▽

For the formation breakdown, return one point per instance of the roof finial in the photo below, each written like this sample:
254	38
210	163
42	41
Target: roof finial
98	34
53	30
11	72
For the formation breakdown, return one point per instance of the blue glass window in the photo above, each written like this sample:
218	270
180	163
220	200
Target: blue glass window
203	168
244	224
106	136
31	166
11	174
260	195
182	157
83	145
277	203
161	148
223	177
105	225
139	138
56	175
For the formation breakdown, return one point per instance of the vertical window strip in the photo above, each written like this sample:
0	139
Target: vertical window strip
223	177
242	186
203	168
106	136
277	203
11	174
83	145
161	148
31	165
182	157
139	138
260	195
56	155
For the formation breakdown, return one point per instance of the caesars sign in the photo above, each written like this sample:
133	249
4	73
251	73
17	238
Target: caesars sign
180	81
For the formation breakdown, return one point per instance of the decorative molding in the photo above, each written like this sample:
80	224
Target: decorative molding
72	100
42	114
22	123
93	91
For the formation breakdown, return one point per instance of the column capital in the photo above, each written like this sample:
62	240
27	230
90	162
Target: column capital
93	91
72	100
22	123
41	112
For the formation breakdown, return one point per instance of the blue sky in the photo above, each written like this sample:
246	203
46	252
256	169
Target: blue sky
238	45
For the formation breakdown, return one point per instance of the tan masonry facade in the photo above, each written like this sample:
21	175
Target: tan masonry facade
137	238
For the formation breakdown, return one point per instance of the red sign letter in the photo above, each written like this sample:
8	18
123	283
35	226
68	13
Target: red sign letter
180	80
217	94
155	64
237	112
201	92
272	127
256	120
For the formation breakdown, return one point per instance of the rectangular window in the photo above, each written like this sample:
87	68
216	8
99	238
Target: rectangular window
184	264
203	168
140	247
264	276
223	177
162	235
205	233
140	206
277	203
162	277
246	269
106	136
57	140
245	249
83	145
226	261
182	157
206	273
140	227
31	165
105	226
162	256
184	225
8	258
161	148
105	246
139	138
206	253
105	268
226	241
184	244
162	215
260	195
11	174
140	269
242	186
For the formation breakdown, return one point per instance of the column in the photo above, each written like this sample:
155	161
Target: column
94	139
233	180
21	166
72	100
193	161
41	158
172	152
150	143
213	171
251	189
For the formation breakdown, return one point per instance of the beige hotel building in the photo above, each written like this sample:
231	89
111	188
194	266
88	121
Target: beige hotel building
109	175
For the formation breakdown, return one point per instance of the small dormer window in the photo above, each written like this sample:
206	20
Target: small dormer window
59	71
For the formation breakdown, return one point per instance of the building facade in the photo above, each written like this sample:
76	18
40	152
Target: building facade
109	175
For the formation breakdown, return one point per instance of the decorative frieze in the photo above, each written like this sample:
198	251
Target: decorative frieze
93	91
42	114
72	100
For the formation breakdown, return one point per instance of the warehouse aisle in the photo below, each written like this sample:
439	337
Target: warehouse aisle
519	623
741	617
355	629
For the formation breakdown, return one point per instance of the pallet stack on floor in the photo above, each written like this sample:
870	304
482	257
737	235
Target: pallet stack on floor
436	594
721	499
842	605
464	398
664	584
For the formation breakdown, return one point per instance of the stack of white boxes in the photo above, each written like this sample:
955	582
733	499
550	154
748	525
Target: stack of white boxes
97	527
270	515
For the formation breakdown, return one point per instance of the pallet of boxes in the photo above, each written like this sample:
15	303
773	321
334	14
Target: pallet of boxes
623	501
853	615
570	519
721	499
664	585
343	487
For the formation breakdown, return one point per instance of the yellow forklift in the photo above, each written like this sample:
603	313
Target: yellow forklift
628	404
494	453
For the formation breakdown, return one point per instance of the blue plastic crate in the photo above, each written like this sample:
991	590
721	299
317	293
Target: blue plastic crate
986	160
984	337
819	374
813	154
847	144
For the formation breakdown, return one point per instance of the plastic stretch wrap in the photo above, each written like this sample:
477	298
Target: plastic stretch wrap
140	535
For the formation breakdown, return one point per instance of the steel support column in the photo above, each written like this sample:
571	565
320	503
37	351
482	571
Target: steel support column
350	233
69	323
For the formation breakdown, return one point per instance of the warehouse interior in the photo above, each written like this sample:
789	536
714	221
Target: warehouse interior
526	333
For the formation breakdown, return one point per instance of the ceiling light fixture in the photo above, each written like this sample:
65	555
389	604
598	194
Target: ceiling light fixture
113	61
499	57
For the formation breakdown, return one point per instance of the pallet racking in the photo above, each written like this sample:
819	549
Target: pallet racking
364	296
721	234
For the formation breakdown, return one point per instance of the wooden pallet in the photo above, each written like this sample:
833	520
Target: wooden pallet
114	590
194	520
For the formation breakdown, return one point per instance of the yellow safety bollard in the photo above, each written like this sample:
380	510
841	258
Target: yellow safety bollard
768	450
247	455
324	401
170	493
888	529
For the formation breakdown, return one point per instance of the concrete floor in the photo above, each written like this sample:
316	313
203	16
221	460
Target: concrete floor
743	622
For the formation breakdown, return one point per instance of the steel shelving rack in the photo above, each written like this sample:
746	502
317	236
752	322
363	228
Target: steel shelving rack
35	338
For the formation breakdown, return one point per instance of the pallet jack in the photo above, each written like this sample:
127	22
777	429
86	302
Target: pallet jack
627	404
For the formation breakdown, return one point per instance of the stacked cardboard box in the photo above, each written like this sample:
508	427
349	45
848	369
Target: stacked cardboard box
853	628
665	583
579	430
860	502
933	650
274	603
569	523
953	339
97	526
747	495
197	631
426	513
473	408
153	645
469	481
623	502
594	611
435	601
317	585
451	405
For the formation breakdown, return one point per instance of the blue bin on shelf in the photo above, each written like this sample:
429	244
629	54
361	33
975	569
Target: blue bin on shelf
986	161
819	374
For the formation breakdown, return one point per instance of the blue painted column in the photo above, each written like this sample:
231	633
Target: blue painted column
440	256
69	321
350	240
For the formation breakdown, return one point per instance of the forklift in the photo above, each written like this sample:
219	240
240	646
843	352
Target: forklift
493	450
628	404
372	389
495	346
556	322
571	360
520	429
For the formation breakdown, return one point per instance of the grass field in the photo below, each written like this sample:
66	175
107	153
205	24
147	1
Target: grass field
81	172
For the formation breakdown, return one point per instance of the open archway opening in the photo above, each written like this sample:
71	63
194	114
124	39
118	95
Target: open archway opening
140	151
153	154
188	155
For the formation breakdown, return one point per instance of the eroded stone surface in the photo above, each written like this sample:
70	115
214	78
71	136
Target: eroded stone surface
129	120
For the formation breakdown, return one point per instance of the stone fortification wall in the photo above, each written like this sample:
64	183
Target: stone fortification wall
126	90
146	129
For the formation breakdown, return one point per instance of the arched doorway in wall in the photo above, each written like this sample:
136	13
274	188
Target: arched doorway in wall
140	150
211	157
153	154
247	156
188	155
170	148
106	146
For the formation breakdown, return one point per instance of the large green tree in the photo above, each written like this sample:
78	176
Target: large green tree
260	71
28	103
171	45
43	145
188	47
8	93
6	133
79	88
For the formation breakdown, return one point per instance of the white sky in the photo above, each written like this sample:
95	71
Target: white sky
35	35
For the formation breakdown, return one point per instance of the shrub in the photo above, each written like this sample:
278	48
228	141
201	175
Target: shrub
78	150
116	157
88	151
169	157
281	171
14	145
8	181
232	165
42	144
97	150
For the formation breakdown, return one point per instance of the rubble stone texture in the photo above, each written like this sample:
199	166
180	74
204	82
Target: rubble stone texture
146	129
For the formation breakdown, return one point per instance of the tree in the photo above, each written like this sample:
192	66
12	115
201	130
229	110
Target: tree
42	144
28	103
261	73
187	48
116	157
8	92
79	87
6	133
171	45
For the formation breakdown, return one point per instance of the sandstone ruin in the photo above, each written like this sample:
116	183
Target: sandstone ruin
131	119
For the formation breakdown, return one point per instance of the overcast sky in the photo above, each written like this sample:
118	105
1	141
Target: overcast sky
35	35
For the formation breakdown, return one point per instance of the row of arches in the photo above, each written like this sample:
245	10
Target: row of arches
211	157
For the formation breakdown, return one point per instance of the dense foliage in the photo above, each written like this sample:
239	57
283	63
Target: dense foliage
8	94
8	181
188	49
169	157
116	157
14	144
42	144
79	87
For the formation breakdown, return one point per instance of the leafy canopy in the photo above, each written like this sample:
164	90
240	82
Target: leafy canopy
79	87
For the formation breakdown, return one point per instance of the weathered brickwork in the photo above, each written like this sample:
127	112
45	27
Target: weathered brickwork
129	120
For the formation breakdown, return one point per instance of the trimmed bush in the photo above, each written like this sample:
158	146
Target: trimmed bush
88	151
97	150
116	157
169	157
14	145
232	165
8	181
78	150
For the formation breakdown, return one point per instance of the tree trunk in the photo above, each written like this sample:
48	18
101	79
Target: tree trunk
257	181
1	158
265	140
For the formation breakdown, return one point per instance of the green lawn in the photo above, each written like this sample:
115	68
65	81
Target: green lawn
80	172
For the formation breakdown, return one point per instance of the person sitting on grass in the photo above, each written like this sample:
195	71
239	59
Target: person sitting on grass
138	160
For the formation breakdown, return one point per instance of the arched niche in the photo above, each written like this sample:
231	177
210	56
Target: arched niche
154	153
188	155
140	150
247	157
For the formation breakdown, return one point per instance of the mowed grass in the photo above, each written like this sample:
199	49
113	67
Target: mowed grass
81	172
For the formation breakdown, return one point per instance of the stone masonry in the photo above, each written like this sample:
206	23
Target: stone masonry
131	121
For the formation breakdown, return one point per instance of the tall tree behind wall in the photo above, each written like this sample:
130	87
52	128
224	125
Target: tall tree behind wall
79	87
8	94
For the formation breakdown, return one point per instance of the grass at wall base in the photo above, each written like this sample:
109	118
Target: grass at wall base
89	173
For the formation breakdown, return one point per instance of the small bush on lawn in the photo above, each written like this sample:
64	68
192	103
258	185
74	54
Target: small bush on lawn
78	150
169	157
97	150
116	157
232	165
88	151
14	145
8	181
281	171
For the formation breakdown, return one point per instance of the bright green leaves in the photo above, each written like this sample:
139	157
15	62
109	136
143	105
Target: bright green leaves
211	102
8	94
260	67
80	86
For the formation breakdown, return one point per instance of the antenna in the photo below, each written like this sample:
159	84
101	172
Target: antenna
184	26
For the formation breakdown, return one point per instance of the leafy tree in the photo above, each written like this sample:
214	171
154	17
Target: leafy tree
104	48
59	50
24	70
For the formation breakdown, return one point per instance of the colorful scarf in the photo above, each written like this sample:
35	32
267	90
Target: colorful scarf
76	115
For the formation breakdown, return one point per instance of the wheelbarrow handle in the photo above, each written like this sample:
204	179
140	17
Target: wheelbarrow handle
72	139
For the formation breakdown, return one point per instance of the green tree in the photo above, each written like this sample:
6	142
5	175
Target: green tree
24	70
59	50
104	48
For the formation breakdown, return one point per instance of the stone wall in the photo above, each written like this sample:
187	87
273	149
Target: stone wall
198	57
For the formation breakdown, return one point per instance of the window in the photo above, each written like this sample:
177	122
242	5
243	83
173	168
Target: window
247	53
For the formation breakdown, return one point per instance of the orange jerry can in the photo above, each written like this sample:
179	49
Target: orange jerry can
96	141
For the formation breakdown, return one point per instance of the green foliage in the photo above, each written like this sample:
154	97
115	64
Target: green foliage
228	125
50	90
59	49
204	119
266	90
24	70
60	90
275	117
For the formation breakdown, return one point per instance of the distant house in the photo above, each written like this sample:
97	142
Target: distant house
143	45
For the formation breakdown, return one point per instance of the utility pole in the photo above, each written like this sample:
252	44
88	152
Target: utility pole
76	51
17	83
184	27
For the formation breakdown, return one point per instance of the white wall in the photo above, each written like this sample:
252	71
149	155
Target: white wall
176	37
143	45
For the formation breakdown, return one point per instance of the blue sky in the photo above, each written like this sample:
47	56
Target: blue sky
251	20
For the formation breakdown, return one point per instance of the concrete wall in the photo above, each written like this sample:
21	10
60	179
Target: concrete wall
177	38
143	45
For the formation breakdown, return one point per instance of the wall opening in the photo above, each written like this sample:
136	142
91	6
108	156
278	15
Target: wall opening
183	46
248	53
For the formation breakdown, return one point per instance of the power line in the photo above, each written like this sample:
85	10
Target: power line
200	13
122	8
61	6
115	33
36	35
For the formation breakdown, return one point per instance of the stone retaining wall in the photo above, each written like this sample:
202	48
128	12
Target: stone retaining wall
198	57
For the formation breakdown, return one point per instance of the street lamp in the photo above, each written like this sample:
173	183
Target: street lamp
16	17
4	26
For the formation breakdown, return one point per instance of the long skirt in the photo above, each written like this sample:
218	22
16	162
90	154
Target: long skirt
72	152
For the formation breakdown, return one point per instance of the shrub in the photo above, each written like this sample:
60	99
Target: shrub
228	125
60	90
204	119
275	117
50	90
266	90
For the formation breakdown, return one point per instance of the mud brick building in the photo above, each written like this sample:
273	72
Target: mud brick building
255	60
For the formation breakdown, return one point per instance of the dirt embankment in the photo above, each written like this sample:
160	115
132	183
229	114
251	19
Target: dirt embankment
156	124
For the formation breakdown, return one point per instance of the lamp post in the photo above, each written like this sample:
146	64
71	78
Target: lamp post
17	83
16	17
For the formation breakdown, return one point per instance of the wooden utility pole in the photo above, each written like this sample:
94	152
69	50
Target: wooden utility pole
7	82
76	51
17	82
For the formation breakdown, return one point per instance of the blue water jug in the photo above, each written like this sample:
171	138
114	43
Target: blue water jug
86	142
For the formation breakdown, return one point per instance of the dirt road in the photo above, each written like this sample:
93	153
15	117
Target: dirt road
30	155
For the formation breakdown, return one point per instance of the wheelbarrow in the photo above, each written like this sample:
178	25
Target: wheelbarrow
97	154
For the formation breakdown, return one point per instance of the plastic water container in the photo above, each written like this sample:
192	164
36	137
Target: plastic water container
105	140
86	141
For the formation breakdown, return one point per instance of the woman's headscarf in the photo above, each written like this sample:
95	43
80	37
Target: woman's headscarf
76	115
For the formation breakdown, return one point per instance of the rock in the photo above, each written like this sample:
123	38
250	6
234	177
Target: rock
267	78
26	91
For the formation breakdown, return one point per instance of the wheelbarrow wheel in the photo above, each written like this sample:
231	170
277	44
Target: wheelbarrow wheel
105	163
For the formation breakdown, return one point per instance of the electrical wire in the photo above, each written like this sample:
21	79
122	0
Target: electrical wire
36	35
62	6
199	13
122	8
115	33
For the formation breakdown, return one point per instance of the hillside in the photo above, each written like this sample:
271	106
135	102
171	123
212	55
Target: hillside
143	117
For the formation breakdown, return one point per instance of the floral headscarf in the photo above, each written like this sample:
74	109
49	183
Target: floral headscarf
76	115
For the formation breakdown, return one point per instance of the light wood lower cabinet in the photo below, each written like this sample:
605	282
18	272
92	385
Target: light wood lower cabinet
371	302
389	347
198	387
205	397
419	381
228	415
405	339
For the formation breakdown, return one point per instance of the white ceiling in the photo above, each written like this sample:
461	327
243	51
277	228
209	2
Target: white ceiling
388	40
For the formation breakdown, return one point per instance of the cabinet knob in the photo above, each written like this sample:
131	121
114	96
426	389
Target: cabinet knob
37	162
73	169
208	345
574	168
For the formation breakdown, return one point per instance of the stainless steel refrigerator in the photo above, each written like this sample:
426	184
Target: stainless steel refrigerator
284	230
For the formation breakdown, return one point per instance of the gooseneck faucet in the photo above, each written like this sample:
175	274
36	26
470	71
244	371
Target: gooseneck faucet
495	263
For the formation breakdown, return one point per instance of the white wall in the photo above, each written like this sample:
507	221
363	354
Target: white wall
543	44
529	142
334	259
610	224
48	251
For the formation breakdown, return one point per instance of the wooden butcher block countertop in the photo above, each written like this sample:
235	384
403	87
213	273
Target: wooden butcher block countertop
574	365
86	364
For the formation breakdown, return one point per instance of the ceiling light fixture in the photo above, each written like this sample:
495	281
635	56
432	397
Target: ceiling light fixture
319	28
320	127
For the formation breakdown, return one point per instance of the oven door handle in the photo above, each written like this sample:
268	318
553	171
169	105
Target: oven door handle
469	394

△

ACTION ITEM: Extract every line from the records above that contains the word "below".

EXERCISE OUTPUT:
For the formation breakdown, return one point per instance of the roof finial in the photo below, each written like this sample:
For the formation breakdown, return one point per instance of the warehouse aisle in the photo below, each written like this sample:
For the formation breakdown, return one point per instance of the grass field in the photo below, each written like this sample:
For the formation breakdown, return one point per instance of the antenna in the photo below, each written like this sample:
For the formation breakdown, return one point per instance of the light wood lower cabinet in the photo below, each written like this sample:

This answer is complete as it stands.